=== SELECTED PASSAGE ===

You should be able to:

Design simple data structures to map keys to values.
Implement a collision-safe short-code generator.
Validate and normalize user input (URLs).
Write tests that verify uniqueness, idempotency, and lookup correctness.

Success criteria (what “done” looks like)

shorten(url) returns a 6–10 character short code and never creates a duplicate code.
Re-shortening the same URL returns the same code (idempotent behavior).
resolve(code) returns the original URL that was shortened.
Input validation: rejects empty strings and clearly invalid URLs.
A test suite that passes: uniqueness under load, idempotency, lookup, and error cases.

Constraints & rules

Codes are URL-safe: only [A–Z][a–z][0–9].
Codes must be unique. Handle collisions robustly.
Keep state in memory (dictionary) for the core task.

=== LISTED ENTRIES ===

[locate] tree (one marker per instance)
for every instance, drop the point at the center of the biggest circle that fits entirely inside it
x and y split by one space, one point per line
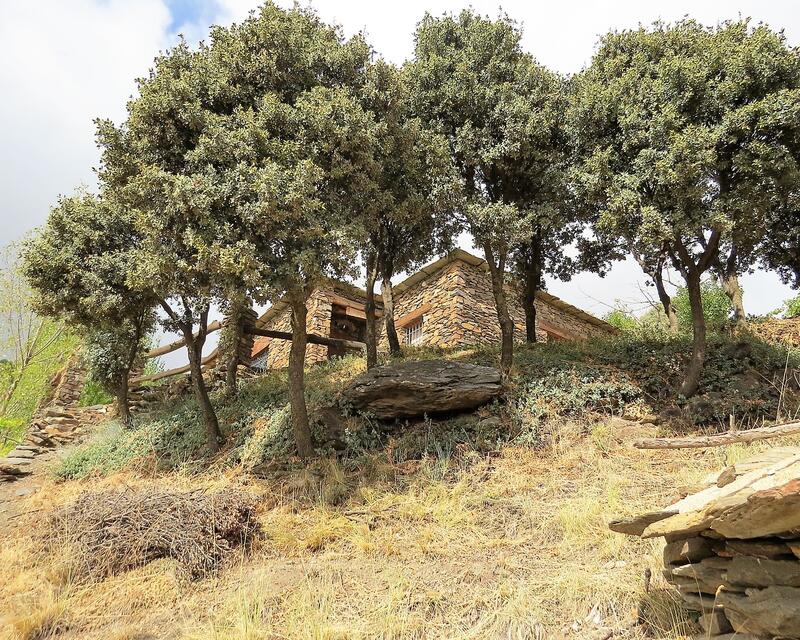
665 160
236 309
502 116
28 337
411 215
191 252
289 147
77 266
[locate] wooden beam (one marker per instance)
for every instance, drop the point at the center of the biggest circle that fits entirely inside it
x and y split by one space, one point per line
413 315
311 337
174 372
354 308
177 344
720 439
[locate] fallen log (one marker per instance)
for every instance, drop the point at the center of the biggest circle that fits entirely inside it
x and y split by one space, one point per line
174 372
177 344
721 439
312 338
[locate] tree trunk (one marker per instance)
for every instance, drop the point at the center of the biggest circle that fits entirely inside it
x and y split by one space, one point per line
728 275
731 286
194 346
232 338
497 273
297 362
533 280
123 409
369 311
9 393
691 379
388 314
666 301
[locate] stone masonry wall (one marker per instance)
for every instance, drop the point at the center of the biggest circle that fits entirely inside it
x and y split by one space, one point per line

===

TASKS:
1 > In the URL shortener exercise, which characters may a short code contain?
2 > Write a continuation of the URL shortener exercise, picking up right after its final line.

SOLVED PROBLEMS:
1 > Only uppercase letters A–Z, lowercase letters a–z, and digits 0–9.

2 >
Extension: add persistence with a simple file or SQLite.
Deterministic behavior for the same input (idempotency): if URL X was shortened before, return the same code.

Starter design

Data structures

url_to_code: dict[str, str] – map long URL → short code
code_to_url: dict[str, str] – map short code → long URL

Core functions (implement these)

normalize_url(url: str) -> str
generate_code(n: int = 6) -> str
shorten(url: str) -> str
resolve(code: str) -> str

Skeleton (Python)

Paste this into shortener.py. Do not change function names or signatures.

import re
import string
import random
from urllib.parse import urlparse

# In-memory stores
url_to_code: dict[str, str] = {}
code_to_url: dict[str, str] = {}

ALPHABET = string.ascii_letters + string.digits
CODE_LEN = 6

def normalize_url(url: str) -> str:
    """
    Return a cleaned, canonical-looking URL or raise ValueError.
    Rules:
      - Must have scheme (http/https). If missing, assume https.
      - Must have netloc (domain).
      - Trim whitespace.
    """
    if not isinstance(url, str):
        raise ValueError("URL must be a string")
    url = url.strip()
    if not url:
        raise ValueError("Empty URL")

    # Prepend https:// if missing scheme
    parsed = urlparse(url)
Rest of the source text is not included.